WHAT TO PRODUCE: Select and copy each line of the entries below that contains the word "purple". Case counts.

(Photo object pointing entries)
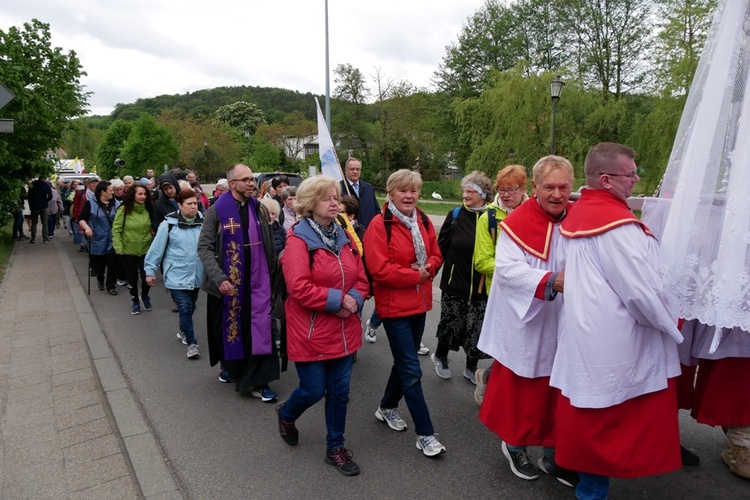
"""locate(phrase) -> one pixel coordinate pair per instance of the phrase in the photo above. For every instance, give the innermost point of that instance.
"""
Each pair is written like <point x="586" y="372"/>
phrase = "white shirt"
<point x="520" y="331"/>
<point x="618" y="338"/>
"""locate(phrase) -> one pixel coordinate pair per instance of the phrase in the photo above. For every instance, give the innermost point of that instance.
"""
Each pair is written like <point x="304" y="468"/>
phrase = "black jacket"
<point x="456" y="242"/>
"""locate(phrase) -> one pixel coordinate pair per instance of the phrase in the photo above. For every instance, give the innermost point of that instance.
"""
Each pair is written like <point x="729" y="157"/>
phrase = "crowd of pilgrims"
<point x="329" y="246"/>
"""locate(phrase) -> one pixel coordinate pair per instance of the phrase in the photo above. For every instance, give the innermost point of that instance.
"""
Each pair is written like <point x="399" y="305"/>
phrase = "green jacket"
<point x="484" y="243"/>
<point x="131" y="234"/>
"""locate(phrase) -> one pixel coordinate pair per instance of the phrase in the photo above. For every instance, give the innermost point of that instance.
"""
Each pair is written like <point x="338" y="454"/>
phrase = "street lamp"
<point x="247" y="136"/>
<point x="555" y="90"/>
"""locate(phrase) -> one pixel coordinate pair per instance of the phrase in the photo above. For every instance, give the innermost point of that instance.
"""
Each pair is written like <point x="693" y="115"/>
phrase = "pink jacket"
<point x="317" y="280"/>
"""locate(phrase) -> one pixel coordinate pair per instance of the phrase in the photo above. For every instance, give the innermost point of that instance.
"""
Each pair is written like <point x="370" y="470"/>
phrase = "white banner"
<point x="329" y="162"/>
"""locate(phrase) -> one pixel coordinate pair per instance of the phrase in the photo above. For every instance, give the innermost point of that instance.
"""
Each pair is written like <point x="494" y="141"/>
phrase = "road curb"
<point x="152" y="474"/>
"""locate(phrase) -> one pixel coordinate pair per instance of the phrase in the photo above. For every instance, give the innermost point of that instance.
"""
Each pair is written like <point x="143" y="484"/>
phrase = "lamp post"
<point x="555" y="90"/>
<point x="205" y="156"/>
<point x="247" y="136"/>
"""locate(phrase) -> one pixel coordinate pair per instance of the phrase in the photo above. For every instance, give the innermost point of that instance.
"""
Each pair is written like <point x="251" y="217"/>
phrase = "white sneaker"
<point x="193" y="352"/>
<point x="370" y="335"/>
<point x="430" y="446"/>
<point x="391" y="417"/>
<point x="441" y="367"/>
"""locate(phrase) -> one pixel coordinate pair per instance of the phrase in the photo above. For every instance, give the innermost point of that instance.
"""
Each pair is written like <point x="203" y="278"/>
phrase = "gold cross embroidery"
<point x="232" y="225"/>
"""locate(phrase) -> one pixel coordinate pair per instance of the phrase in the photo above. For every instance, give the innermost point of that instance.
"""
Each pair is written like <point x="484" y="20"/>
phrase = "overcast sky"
<point x="144" y="48"/>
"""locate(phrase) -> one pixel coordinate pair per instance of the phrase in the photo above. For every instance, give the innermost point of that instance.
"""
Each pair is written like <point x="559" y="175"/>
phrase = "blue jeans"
<point x="185" y="300"/>
<point x="51" y="223"/>
<point x="404" y="336"/>
<point x="375" y="320"/>
<point x="592" y="487"/>
<point x="328" y="378"/>
<point x="18" y="224"/>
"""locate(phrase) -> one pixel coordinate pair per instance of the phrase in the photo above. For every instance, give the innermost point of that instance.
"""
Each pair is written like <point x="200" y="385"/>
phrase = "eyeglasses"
<point x="631" y="176"/>
<point x="244" y="180"/>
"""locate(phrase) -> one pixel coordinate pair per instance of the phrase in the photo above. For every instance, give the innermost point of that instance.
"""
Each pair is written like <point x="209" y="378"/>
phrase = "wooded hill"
<point x="275" y="103"/>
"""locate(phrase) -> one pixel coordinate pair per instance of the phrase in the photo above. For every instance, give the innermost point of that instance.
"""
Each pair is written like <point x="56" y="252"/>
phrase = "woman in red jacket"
<point x="327" y="284"/>
<point x="403" y="256"/>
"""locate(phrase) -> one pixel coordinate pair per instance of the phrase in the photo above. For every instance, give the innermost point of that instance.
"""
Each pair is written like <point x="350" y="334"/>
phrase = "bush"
<point x="448" y="189"/>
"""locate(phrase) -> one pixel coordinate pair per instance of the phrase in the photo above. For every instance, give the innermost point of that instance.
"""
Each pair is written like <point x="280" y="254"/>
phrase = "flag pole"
<point x="329" y="161"/>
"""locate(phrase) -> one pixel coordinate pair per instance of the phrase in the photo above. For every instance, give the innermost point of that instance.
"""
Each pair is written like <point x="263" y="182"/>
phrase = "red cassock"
<point x="638" y="437"/>
<point x="722" y="392"/>
<point x="686" y="387"/>
<point x="530" y="419"/>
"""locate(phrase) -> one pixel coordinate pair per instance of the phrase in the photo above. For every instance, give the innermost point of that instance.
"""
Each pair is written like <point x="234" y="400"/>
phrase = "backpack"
<point x="491" y="227"/>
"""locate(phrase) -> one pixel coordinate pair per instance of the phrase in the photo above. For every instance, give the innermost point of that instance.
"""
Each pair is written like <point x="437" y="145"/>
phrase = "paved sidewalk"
<point x="69" y="426"/>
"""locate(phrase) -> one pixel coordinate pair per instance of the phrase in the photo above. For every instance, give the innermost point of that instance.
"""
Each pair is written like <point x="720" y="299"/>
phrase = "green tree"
<point x="149" y="145"/>
<point x="241" y="115"/>
<point x="351" y="125"/>
<point x="48" y="92"/>
<point x="206" y="145"/>
<point x="613" y="39"/>
<point x="684" y="27"/>
<point x="291" y="134"/>
<point x="80" y="139"/>
<point x="110" y="148"/>
<point x="487" y="41"/>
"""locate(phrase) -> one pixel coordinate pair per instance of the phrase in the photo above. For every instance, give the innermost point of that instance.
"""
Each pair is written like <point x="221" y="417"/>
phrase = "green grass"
<point x="6" y="247"/>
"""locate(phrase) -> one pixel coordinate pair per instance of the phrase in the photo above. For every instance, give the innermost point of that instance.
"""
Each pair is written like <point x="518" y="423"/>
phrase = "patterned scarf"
<point x="328" y="235"/>
<point x="413" y="226"/>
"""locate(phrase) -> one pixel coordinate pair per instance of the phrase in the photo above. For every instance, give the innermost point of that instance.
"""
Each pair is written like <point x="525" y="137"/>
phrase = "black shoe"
<point x="520" y="464"/>
<point x="688" y="457"/>
<point x="342" y="458"/>
<point x="288" y="430"/>
<point x="565" y="476"/>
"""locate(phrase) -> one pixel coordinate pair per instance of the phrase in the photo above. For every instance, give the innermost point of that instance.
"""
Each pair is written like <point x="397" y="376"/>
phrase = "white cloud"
<point x="143" y="48"/>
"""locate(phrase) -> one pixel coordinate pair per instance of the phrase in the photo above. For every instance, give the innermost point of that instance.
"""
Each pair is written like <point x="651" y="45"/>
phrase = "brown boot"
<point x="741" y="465"/>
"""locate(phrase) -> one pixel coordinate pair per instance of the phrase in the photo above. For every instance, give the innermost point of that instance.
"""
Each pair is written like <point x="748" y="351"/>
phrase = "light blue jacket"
<point x="176" y="246"/>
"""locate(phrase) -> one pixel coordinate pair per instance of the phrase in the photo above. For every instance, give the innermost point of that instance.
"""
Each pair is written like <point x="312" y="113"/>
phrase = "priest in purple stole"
<point x="236" y="249"/>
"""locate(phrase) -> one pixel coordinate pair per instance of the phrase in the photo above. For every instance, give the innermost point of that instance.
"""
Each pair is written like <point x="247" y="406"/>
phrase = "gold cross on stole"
<point x="232" y="225"/>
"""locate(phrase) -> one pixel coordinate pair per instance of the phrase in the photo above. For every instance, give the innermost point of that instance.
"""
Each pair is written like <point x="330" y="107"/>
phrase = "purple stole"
<point x="233" y="264"/>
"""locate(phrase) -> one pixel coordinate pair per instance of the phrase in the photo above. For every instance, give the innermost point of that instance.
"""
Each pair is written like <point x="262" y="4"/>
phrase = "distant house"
<point x="301" y="148"/>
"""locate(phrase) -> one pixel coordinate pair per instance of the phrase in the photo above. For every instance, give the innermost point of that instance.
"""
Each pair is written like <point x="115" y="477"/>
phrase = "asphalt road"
<point x="223" y="444"/>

ANSWER FOR THE TASK:
phrase = "priest in purple stole"
phrase = "purple stole"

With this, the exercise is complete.